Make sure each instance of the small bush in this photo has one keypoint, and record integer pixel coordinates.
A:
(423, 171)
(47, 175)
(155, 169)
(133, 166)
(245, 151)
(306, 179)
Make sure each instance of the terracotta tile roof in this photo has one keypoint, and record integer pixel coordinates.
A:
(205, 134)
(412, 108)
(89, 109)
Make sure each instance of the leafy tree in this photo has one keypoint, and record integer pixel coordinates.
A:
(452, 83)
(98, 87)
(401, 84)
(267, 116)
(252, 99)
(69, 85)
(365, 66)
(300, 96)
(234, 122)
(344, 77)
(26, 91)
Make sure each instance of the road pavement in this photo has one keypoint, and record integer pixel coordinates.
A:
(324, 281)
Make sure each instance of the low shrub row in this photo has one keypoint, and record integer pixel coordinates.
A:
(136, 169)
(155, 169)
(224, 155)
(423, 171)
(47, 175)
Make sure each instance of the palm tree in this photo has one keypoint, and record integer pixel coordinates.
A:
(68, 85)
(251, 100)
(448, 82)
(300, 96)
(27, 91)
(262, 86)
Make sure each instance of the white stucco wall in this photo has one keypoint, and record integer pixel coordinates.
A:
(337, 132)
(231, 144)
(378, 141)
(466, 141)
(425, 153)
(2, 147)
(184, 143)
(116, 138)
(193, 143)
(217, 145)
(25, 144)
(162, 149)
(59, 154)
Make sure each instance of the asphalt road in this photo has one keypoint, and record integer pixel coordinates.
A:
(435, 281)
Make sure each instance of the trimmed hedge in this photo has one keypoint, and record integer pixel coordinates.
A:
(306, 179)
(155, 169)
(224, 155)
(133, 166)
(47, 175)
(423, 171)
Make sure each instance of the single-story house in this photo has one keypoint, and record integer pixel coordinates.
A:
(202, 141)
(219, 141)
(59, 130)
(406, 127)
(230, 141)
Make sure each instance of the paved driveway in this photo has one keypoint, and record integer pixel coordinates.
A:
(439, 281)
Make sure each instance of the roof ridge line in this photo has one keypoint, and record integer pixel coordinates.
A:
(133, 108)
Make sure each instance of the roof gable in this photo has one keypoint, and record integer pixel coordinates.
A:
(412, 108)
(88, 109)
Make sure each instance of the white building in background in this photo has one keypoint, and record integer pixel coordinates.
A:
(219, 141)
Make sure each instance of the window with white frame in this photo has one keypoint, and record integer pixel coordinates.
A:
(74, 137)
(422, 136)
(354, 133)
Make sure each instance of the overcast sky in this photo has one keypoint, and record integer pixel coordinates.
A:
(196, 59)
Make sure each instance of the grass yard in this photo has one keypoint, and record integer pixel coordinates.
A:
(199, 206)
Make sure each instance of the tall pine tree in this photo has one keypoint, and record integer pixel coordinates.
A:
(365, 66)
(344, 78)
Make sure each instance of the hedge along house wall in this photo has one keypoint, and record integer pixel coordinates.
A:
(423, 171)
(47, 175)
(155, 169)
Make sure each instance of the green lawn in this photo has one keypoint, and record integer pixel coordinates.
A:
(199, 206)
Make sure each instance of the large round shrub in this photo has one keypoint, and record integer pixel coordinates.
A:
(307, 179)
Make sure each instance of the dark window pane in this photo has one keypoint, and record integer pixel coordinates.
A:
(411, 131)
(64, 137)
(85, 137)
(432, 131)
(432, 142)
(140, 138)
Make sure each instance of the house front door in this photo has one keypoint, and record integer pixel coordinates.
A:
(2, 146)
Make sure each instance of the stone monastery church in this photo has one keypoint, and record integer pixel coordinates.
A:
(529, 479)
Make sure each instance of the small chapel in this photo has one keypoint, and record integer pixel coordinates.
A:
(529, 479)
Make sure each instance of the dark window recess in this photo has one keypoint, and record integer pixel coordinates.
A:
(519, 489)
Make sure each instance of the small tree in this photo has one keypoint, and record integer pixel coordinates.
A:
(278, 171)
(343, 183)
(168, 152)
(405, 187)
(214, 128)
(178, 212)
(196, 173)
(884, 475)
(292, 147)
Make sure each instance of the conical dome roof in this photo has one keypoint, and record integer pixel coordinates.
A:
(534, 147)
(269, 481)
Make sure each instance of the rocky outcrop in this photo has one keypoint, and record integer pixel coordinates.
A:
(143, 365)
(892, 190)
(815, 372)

++++++++++++++++++++

**Assignment**
Could you set down exactly the lines from the one containing "Make sure each instance of the dark window recess" through the last line of the records above, both included?

**Exercise result**
Make sure each instance of the dark window recess in this photo has one keypoint, and record integer pixel coordinates.
A:
(519, 489)
Make sure each instance of the small tree in this photo has one keypoint, and record integer pixel coordinates.
A:
(278, 171)
(343, 183)
(168, 152)
(405, 187)
(214, 128)
(178, 212)
(196, 173)
(884, 475)
(292, 147)
Make sure each instance of the conical dome roof in this photo has one keypoint, and record integer pixel coordinates.
A:
(534, 147)
(269, 481)
Make sure each instance of the rocky outcrop in this photo has one keypoint, and record integer pixel coordinates.
A:
(143, 365)
(892, 190)
(815, 372)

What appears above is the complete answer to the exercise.